▸ **What you will do**: Please copy each line of the data that includes the string "parasailing".

▸ **Images for object localization**:
========

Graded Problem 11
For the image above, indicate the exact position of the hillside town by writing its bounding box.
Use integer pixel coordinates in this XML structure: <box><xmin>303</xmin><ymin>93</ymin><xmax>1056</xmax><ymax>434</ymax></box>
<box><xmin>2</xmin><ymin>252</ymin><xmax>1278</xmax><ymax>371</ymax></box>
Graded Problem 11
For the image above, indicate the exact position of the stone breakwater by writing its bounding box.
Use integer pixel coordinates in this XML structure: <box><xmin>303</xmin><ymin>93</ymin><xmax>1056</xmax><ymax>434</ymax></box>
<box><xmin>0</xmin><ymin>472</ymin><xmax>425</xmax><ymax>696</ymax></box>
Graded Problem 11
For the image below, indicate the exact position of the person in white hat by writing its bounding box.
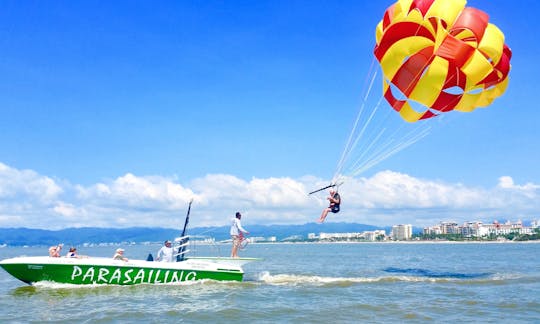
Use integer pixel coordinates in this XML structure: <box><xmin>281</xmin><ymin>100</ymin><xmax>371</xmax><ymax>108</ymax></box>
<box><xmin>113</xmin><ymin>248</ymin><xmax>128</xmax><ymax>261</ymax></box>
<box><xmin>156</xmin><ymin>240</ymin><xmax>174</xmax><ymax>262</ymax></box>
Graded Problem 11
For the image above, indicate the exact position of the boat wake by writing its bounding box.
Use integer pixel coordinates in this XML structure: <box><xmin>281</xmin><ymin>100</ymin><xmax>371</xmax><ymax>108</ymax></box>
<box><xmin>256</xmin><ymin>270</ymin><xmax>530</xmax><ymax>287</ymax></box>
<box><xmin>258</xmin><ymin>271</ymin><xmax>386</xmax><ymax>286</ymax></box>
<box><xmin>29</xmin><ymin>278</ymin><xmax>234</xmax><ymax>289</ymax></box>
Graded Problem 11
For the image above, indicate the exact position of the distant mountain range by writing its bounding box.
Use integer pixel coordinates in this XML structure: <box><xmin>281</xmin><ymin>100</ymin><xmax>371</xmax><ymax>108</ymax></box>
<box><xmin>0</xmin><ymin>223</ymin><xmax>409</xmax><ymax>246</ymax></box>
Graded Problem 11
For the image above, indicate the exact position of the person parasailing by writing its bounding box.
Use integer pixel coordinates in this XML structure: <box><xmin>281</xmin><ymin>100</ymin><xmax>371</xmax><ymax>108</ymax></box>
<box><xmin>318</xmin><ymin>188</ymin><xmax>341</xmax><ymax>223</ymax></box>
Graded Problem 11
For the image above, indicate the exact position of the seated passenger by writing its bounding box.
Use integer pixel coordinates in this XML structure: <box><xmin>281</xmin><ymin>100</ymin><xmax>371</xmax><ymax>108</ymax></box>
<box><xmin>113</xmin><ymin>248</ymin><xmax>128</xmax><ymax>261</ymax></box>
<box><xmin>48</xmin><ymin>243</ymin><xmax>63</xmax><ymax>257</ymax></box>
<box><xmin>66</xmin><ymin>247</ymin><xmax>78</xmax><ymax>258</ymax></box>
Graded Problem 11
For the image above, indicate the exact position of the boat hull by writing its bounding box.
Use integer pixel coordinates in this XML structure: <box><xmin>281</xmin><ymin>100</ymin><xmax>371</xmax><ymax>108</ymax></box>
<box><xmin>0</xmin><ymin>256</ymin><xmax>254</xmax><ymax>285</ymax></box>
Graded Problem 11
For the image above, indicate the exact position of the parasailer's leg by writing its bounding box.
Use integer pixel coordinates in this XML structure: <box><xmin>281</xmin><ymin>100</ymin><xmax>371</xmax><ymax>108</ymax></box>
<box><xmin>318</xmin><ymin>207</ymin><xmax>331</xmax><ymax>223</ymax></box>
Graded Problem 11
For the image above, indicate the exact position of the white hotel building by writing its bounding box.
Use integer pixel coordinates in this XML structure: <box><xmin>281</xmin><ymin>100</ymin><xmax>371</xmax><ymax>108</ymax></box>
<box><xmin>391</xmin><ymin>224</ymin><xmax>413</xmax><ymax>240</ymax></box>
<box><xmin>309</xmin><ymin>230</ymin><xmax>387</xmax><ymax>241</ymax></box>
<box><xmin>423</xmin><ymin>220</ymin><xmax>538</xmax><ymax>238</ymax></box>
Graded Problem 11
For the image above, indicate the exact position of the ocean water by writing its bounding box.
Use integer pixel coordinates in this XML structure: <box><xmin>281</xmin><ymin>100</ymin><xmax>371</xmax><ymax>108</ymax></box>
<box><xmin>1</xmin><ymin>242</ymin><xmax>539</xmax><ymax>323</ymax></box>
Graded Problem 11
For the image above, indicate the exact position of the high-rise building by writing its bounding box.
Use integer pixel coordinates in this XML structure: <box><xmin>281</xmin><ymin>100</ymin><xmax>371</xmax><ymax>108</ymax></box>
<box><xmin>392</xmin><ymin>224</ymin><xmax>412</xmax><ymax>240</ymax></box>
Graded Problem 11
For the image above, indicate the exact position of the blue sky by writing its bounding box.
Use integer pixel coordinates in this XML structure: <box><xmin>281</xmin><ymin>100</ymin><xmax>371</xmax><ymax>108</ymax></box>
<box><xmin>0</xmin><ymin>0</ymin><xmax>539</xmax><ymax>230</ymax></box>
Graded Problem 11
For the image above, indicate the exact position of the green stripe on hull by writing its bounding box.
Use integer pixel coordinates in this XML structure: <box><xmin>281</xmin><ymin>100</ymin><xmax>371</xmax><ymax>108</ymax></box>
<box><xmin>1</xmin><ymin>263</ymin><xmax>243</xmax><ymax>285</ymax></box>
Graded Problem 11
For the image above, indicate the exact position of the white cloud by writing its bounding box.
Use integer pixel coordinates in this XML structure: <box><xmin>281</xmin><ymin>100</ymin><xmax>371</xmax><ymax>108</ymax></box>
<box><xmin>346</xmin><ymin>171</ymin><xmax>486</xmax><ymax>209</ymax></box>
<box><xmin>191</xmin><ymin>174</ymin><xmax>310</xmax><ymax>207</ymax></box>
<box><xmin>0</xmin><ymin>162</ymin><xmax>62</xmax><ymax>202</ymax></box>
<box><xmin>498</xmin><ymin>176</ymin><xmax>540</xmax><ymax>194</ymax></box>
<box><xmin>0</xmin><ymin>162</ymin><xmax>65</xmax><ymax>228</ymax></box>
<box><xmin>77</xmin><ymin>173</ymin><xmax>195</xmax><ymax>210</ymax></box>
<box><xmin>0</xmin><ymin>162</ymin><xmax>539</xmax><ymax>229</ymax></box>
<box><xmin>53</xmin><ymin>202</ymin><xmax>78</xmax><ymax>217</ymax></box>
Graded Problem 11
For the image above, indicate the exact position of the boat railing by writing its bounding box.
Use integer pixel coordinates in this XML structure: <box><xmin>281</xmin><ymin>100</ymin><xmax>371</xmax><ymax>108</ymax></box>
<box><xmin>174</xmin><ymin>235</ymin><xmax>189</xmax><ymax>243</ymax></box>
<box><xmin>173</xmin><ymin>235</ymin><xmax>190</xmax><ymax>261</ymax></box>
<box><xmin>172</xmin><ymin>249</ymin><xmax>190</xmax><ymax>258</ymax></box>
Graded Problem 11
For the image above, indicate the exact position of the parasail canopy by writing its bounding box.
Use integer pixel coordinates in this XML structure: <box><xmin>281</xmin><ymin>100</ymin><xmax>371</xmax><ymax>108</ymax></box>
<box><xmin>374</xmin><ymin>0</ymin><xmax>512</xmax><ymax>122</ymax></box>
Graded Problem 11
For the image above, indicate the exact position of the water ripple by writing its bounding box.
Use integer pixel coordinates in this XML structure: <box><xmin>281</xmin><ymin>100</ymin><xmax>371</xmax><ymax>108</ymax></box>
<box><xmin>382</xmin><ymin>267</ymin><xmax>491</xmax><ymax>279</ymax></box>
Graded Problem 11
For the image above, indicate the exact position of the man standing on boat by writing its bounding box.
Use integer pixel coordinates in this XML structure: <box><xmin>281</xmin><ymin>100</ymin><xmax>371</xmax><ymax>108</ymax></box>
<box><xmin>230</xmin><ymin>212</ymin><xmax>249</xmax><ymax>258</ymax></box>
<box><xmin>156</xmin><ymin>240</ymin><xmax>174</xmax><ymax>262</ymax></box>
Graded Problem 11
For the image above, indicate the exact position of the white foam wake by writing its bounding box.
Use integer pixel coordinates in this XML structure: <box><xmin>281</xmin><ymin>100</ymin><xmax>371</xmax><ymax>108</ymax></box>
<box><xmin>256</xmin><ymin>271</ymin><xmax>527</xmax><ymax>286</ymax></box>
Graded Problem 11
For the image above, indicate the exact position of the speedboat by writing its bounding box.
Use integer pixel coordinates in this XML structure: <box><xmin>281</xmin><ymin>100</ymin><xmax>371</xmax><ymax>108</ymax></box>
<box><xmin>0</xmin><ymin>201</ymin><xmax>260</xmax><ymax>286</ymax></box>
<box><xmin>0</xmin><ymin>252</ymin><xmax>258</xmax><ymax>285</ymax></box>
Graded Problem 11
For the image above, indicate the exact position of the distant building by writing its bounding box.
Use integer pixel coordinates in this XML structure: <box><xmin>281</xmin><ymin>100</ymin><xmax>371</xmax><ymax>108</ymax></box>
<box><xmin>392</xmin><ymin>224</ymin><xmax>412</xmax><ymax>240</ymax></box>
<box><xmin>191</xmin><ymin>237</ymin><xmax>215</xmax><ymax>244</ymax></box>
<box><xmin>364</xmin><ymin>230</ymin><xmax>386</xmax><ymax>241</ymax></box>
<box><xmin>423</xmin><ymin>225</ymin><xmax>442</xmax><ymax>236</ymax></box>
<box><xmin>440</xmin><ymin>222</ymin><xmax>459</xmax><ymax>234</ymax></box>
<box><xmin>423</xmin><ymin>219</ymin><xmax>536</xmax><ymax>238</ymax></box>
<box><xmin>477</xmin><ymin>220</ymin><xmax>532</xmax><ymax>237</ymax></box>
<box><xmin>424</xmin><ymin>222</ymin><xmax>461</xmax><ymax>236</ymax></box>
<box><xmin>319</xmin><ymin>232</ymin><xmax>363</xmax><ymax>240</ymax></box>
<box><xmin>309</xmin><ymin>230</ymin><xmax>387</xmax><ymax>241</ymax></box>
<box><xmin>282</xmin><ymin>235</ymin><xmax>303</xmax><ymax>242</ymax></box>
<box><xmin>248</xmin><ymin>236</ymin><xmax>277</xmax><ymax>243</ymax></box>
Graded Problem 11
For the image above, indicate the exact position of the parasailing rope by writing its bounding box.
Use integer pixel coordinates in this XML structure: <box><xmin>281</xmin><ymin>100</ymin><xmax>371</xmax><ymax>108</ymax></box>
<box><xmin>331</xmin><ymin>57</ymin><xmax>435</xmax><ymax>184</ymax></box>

========

▸ **Task answer**:
For the image above, indicate the exact position of the person parasailing by writing its bounding box.
For the image above, indicate the exact position of the parasailing rope by writing its bounding box.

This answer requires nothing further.